**** Document excerpt

How can performance be improved when iterating over NumPy array?

I'm analyzing large amounts point cloud data created by a laser scanner. In the third step I remove points based on their z-value but my function is really slow.

Import The data is imported from a .csv file using pandas. The imported dataframe 'df' contains the data for X,Y,Z. Example: df has a shape [300,1001]. Then X is the first third of df. X = df.iloc[:99,1:], Y is df.iloc[100:199,1:] and so on. The first column (index) is irrelevant. One row in X,Y,Z corresponds to the data of a single scan.
Convert to NumPy The dataframe 'df' contains many empty fields ''. Therefore I change the data structure to a NumPy array 'A' of shape (N,3) in which every row represents a single point. All points containing empty values are deleted.
Remove points based on max. height of a scan. I'm only interested in the points slightly below the maximum of each scan. I use my function 'in_max_height' to create a mask of all points within the allowed range.

Here's my code:

def in_max_height(A,hMax):

    # get unique x values
    unique_x = np.unique(A[:,0])

    # create an empty mask array with the same shape as A
    mask = np.zeros_like(A[:,2], dtype=bool)

    # iterate over unique x and find the max. z-value
    for x in unique_x:
        zMax = np.max(A[A[:,0] == x, 2])
        mask[A[:,0] == x] = ~(A[A[:,0] == x, 2] < zMax - hMax)

    return mask

 A = A[in_max_height(A,hMax=1)] # apply max. layer height

Analyze Create various plots...

I tried to remove the low points after step 1 but I couldn't figure out how to ignore the index column of the dataframe.

Right now with an average point cloud consisting of about 375,000 points my function takes about 11 s to finish. I would like to learn how to fundamentally tackle these big data problems.

Solution

I admit that my code is not optimal but it's work faster than 11s on my laptop:

import random
import numpy as np
import time

def get_random_point():
    i = 1950
    return (random.randint(0, i), random.randint(0, i),  random.randint(0, i/10))

# Construct test array with 375000 points and 1950 unique values
test_array = np.array([get_random_point() for x in range(375000)],dtype=np.int64)
print(test_array.shape)
(375000, 3)

start = time.time()
# Sort on first and last column decreasing order
tsorted =  test_array[np.lexsort((test_array[:,2], test_array[:,0]))][::-1]

res = []
u = tsorted[0][0]
z_max = tsorted[0][2]
hmax = 1
for x in tsorted:
    if x[0] != u or not res:
        
        u = x[0]
        z_max = x[2]
        res.append(x)
    else:
        if x[2] + hmax >= z_max:
            res.append(x)
res = np.array(res)
print(time.time() - start)
# in secs
0.47696924209594727

********

# Stated goal 1
Change "localize" to "locate" in the rows from the first row through the line containing "172;77;199;86", and return only those lines with nothing else altered.
The thread above and the rows that come after it are independent of each other.

**** Entries provided

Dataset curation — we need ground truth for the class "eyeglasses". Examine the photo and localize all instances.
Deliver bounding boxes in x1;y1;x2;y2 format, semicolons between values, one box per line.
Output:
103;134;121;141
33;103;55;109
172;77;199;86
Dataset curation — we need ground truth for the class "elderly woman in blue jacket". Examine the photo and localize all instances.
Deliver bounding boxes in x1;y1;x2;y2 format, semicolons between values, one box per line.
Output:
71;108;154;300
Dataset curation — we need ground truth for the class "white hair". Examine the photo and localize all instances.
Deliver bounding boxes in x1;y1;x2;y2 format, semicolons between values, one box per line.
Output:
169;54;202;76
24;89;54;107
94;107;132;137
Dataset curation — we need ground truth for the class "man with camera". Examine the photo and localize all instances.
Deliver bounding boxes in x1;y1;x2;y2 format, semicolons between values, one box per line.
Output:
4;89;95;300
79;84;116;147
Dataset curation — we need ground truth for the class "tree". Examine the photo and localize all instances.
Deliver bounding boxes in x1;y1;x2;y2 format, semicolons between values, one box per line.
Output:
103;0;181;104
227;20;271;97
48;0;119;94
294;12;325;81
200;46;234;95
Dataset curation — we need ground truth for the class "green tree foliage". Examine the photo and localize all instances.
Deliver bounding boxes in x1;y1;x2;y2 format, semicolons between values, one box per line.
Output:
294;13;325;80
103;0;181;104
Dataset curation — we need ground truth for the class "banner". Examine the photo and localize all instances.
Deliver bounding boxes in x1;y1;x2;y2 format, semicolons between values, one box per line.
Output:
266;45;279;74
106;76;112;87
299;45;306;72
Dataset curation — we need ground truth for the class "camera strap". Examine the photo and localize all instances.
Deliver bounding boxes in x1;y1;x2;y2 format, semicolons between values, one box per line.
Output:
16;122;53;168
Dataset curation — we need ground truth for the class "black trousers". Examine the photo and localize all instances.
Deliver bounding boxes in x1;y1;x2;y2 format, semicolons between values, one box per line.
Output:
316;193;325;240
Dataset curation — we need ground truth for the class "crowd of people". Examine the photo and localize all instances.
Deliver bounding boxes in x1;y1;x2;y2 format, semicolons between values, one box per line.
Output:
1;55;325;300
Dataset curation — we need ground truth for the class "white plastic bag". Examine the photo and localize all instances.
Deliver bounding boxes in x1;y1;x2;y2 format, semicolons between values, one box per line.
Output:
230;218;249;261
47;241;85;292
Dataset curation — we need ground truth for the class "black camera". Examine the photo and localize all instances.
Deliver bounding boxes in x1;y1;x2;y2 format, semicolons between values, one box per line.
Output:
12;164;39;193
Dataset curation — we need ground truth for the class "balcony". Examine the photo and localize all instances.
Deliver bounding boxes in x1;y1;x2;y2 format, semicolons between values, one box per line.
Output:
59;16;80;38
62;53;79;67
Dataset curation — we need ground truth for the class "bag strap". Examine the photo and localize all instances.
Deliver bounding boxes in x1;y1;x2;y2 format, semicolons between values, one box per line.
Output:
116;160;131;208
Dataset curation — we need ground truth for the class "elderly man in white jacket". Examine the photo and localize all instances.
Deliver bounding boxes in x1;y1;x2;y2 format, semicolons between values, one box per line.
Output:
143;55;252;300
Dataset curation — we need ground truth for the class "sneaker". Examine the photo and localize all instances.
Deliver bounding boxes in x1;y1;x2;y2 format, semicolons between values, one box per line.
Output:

********

# Stated goal 2
Duplicate the NumPy performance thread from "Analyze Create various" to "big data problems.", word for word.

# Written response 1
Dataset curation — we need ground truth for the class "eyeglasses". Examine the photo and locate all instances.
Deliver bounding boxes in x1;y1;x2;y2 format, semicolons between values, one box per line.
Output:
103;134;121;141
33;103;55;109
172;77;199;86

# Written response 2
Analyze Create various plots...

I tried to remove the low points after step 1 but I couldn't figure out how to ignore the index column of the dataframe.

Right now with an average point cloud consisting of about 375,000 points my function takes about 11 s to finish. I would like to learn how to fundamentally tackle these big data problems.